#### TASK REQUIREMENTS
Write the data out again, matching every line exactly.

[DATASET RECORDS]

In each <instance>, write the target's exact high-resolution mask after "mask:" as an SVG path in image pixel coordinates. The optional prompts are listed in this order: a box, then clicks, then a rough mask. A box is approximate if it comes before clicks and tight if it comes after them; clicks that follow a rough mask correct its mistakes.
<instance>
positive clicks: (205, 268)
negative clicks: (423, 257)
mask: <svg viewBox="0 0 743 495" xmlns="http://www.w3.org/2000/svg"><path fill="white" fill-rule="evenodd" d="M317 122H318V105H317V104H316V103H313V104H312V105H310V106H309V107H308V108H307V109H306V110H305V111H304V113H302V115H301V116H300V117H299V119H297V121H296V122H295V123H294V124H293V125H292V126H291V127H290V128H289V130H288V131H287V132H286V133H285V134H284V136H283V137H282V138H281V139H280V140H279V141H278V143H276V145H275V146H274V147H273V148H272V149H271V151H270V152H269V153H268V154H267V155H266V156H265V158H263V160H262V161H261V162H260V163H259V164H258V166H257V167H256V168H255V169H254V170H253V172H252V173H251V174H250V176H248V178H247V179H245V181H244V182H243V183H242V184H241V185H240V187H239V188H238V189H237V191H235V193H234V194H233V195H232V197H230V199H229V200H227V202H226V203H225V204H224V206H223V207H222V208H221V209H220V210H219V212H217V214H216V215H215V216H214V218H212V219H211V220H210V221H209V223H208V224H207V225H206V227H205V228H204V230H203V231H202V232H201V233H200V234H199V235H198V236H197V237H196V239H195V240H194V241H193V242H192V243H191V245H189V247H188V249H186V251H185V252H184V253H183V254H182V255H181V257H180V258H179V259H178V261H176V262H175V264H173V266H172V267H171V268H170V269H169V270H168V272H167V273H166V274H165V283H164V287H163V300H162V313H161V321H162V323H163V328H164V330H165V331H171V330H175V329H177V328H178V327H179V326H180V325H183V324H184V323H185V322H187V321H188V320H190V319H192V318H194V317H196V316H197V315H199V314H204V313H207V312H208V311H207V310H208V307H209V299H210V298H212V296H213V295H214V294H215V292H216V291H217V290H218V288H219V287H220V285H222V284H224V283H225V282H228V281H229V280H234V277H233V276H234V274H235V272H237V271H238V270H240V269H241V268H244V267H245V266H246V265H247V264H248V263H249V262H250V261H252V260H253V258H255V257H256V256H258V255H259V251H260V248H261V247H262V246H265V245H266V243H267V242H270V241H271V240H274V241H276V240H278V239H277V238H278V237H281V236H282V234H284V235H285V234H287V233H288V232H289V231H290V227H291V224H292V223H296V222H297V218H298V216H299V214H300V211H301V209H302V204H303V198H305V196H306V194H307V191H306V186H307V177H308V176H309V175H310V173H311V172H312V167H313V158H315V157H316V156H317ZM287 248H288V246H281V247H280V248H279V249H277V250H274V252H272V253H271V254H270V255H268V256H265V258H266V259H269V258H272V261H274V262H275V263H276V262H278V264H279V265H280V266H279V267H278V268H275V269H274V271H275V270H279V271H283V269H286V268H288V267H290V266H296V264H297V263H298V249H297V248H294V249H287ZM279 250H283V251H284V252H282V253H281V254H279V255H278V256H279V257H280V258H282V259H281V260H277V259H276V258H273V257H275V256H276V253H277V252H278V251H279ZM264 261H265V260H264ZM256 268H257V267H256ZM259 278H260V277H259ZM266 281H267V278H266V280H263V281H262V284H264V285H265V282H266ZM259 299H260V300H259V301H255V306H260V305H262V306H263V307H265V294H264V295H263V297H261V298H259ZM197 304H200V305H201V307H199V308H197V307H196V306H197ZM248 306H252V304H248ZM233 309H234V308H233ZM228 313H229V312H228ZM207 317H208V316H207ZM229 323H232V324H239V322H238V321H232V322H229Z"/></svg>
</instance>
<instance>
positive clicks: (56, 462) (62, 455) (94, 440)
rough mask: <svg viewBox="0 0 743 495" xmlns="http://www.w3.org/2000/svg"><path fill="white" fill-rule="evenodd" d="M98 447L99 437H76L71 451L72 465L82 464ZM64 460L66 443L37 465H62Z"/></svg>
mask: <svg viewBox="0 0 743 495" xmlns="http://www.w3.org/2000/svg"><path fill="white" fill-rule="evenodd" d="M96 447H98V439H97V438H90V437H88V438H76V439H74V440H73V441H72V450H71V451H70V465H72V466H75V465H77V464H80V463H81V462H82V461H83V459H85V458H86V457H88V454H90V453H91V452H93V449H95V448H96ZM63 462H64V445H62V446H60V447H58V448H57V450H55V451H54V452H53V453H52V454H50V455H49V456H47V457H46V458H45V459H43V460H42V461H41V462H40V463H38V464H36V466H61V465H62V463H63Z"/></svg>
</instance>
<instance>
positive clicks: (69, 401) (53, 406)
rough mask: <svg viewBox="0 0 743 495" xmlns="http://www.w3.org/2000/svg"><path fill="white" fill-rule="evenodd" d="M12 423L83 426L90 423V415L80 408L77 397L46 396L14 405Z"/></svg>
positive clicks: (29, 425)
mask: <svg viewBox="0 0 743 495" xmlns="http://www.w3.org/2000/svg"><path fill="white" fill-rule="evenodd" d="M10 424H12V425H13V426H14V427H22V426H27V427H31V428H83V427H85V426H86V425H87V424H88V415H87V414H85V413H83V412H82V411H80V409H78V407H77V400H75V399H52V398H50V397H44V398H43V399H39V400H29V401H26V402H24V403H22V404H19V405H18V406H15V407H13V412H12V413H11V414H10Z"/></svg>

[/DATASET RECORDS]

#### RESPONSE TO THIS TASK
In each <instance>, write the target's exact high-resolution mask after "mask:" as an SVG path in image pixel coordinates. The optional prompts are listed in this order: a box, then clicks, then a rough mask. A box is approximate if it comes before clicks and tight if it comes after them; clicks that follow a rough mask correct its mistakes.
<instance>
positive clicks: (205, 268)
negative clicks: (423, 257)
mask: <svg viewBox="0 0 743 495" xmlns="http://www.w3.org/2000/svg"><path fill="white" fill-rule="evenodd" d="M317 122H318V105H317V104H316V103H313V104H312V105H310V106H309V107H308V108H307V109H306V110H305V111H304V113H302V115H301V116H300V117H299V119H297V121H296V122H295V123H294V124H293V125H292V126H291V127H290V128H289V130H288V131H287V132H286V133H285V134H284V136H283V137H282V138H281V139H280V140H279V141H278V143H276V145H275V146H274V147H273V148H272V149H271V151H270V152H269V153H268V154H267V155H266V156H265V158H263V160H262V161H261V162H260V163H259V164H258V166H257V167H256V168H255V169H254V170H253V172H252V173H251V174H250V176H248V178H247V179H245V181H244V182H243V183H242V184H241V185H240V187H239V188H238V189H237V191H235V193H234V194H233V195H232V197H230V199H229V200H227V202H226V203H225V204H224V206H223V207H222V208H221V209H220V210H219V212H217V214H216V215H215V216H214V218H212V219H211V220H210V221H209V223H208V224H207V225H206V227H205V228H204V230H203V231H202V232H201V233H200V234H199V235H198V236H197V237H196V239H195V240H194V241H193V242H192V243H191V245H189V247H188V249H186V251H185V252H184V253H183V254H182V255H181V257H180V258H179V259H178V261H176V262H175V264H173V266H172V267H171V268H170V269H169V270H168V272H167V273H166V274H165V283H164V287H163V300H162V313H161V321H162V323H163V328H164V330H165V331H171V330H175V329H177V328H178V327H179V326H180V325H183V324H184V323H185V322H187V321H188V320H190V319H192V318H194V317H196V316H197V315H199V314H204V313H207V312H208V311H207V310H208V307H209V299H210V298H212V296H213V295H214V294H215V292H216V291H217V290H218V288H219V287H220V285H222V284H224V283H225V282H228V281H229V280H234V277H233V276H234V274H235V272H237V271H238V270H240V269H241V268H244V267H245V266H246V265H247V264H248V263H249V262H250V261H252V260H253V258H255V257H256V256H258V255H259V251H260V248H261V247H262V246H265V245H266V243H267V242H270V241H271V240H274V241H276V240H278V239H277V238H278V237H281V236H282V234H284V235H285V234H287V233H288V232H289V231H290V227H291V224H292V223H296V222H297V218H298V216H299V214H300V211H301V209H302V204H303V198H305V196H306V194H307V191H306V186H307V177H308V176H309V175H310V173H311V172H312V167H313V158H315V157H316V156H317ZM287 248H288V246H281V247H280V248H279V249H277V250H274V252H272V253H271V254H270V255H268V256H265V258H266V259H269V258H272V261H274V262H275V263H276V262H278V264H279V265H280V266H279V267H278V268H275V269H274V271H275V270H279V271H283V269H286V268H288V267H290V266H296V264H297V263H298V249H297V248H294V249H287ZM279 250H283V251H284V252H282V253H281V254H279V255H278V256H279V257H280V258H282V259H281V260H277V259H276V258H273V257H275V256H276V253H277V252H278V251H279ZM264 261H265V260H264ZM256 268H257V267H256ZM259 278H260V277H259ZM266 281H267V278H266V280H263V281H262V284H264V285H265V282H266ZM259 299H260V300H259V301H255V306H260V305H262V306H263V307H265V294H264V295H263V297H261V298H259ZM197 304H200V305H201V307H199V308H197V307H196V306H197ZM248 306H252V304H248ZM233 309H234V308H233ZM228 313H229V312H228ZM207 317H208V316H207ZM229 323H232V324H239V322H238V321H232V322H229Z"/></svg>
</instance>
<instance>
positive clicks: (56, 462) (62, 455) (94, 440)
rough mask: <svg viewBox="0 0 743 495" xmlns="http://www.w3.org/2000/svg"><path fill="white" fill-rule="evenodd" d="M98 447L99 437H76L71 451L72 465L82 464ZM64 460L66 443L37 465H62Z"/></svg>
mask: <svg viewBox="0 0 743 495" xmlns="http://www.w3.org/2000/svg"><path fill="white" fill-rule="evenodd" d="M96 447H98V439H97V438H90V437H88V438H76V439H74V440H73V441H72V450H71V451H70V465H72V466H75V465H77V464H80V463H81V462H82V461H83V459H85V458H86V457H88V454H90V453H91V452H93V449H95V448H96ZM63 462H64V445H62V446H60V447H58V448H57V450H55V451H54V452H53V453H52V454H50V455H49V456H47V457H46V458H45V459H43V460H42V461H41V462H40V463H38V464H36V466H61V465H62V463H63Z"/></svg>
</instance>
<instance>
positive clicks: (69, 401) (53, 406)
rough mask: <svg viewBox="0 0 743 495" xmlns="http://www.w3.org/2000/svg"><path fill="white" fill-rule="evenodd" d="M12 423L83 426L90 423V415L80 408L77 397L46 396L14 405Z"/></svg>
positive clicks: (29, 425)
mask: <svg viewBox="0 0 743 495" xmlns="http://www.w3.org/2000/svg"><path fill="white" fill-rule="evenodd" d="M10 424H12V425H13V426H14V427H22V426H27V427H31V428H83V427H85V426H86V425H87V424H88V415H87V414H85V413H83V412H82V411H80V409H78V407H77V400H75V399H52V398H50V397H44V398H43V399H39V400H29V401H26V402H24V403H22V404H19V405H18V406H15V407H13V412H12V413H11V414H10Z"/></svg>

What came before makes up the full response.